__COMPITO A__. Riporta tutte le righe dell'elenco in cui compare la parola "unopened".

__ESTRATTO FORNITO__.
Buongiorno gente!
Oggi vi parlo de Le serenate del Ciclone, romanzo di Romana Petri che ho letto grazie al Book Club Neri Pozza e che ho apprezzato ma solo per metà.
Pensandoci bene, mi pare di aver capito che il 2015 è stato l'anno dedicato alle letture non entusiasmanti, brutte o fatte al momento sbagliato e quindi, ovviamente, Le serenate del Ciclone non poteva piacermi molto, sarebbe andato contro tutti i principi fisici che la mia sfiga ha creato.
Ne sto leggendo un altro di libro che, proprio come tutto il resto, non mi emoziona particolarmente e meno male ché cominciavo a preoccuparmi.
E quindi, andiamo alla recensione. Mi scuso in anticipo con chi invece ha amato alla follia questo romanzo e potrà trovare offensive le mie parole – perché è già successo quando ne ho parlato altrove. Sappiate che, come tutte le recensioni presenti su questo blog, il mio è un parere personale e che non intendo offendere nessuno. Conosco, frequento e voglio bene a persone che non leggono nessun libro in un anno e non per questo mi sento offesa da loro (o viceversa). Per cui, sappiate che se anche a me non è piaciuto e a voi sì, amici come prima.

__COMPITO B__. Prosegui la recensione di Le serenate del Ciclone a partire dall'ultima frase riportata.

__VOCI ESTRATTE__.

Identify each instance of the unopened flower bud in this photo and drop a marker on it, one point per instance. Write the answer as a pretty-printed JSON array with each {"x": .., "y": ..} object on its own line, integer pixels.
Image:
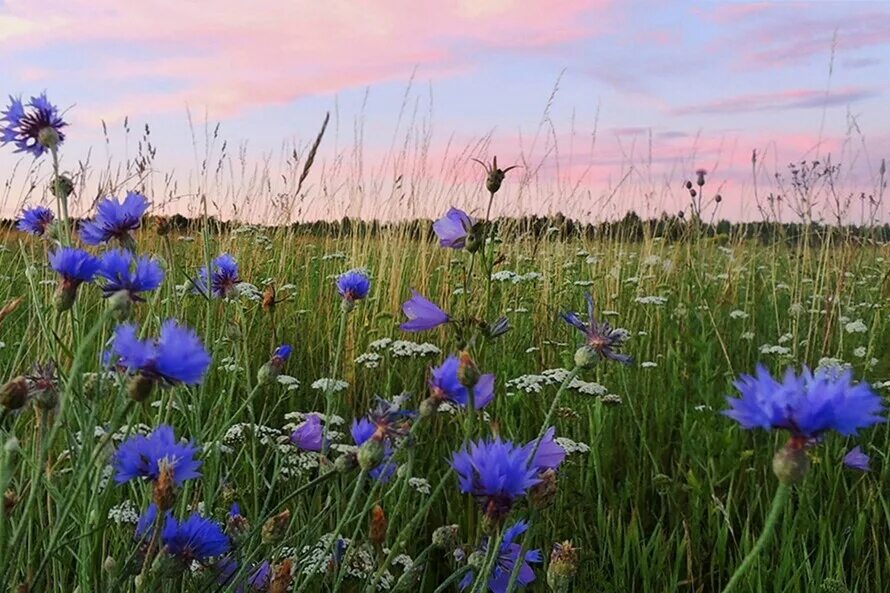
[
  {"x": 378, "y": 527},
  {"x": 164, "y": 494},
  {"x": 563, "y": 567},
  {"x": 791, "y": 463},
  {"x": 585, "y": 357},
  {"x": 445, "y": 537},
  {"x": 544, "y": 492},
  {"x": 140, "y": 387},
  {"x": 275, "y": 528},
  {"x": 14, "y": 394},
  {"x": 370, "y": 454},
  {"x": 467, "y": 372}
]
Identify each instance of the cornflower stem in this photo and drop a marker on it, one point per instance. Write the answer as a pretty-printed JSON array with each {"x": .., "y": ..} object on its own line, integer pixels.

__RISULTATO A__.
Identify each instance of the unopened flower bud in this photo and drop a marker on it, one point per instance. Write the answer as a pretty-printed JSON array with each {"x": .., "y": ..} object on its own line, integer pixels.

__RISULTATO B__.
Titolo: Le serenate del Ciclone
Autore: Romana Petri
Editore: Neri Pozza
Pagine: 590
Prezzo: 18 €
Il mio voto: 3 piume
Trama
I libri sui padri sono sempre una resa dei conti col morto che, in quanto tale, non parla. Non così questo libro, per metà puro romanzo e per l'altra metà memoir familiare, che parte invece dal giorno in cui il futuro padre nasce e ne reinventa la storia. Romana Petri racconta così i sessantatré anni di vita di un uomo, dal 1922 al 1985, ma anche quelli italiani, dal fascismo alla guerra alla ricostruzione al boom economico e oltre. C'è l'infanzia nell'Italia rurale nella campagna vicino a Perugia, e poi l'adolescenza condivisa con una banda di scavezzacollo in quella città allora poco più grande di un paese, tra serenate notturne al balcone della bella di turno ed esuberanti scazzottate coi soldati alleati giunti dopo la liberazione. E poi c'è una Roma carica di promesse, in anni in cui nessuna meta è preclusa: il benessere, le auto sportive, le villeggiature, le conquiste amorose, un successo che pare senza limiti. Infine, la realtà che cancella l'illusione di non poter mai più tornare indietro: la caduta, le crisi, le difficoltà da cui riemergere con la tenacia degli anni formativi. Mario Petri detto "Ciclone" è un padre ingombrante. È grande e grosso ma capace di coltivare una sua fine sensibilità. Ha l'animo di un cavaliere antico, e il suo futuro sarà quello di un uomo di spettacolo nato per vestire i panni di personaggi eroici tanto nell'opera lirica quanto nel cinema. Intorno a Mario e Lena e ai figli nati dal loro grande amore s'incontrano tanti personaggi famosi...
La recensione
Le serenate del Ciclone è l’ultimo romanzo di Romana Petri, già autrice di diverse storie pubblicate precedentemente da Longanesi, e direttrice della casa editrice Cavallo di Ferro (di cui non riesco a raccogliere notizie, non so è fallita o esiste ancora).
Non avevo mai letto nulla di Romana Petri e dopo aver conosciuto la sua scrittura credo che leggerò altri suoi lavori perché credo che sia un’autrice molto brava a raccontare storie. Certamente lo è stata nel raccontare la storia di suo padre, Mario Petri, ne Le serenate del Ciclone.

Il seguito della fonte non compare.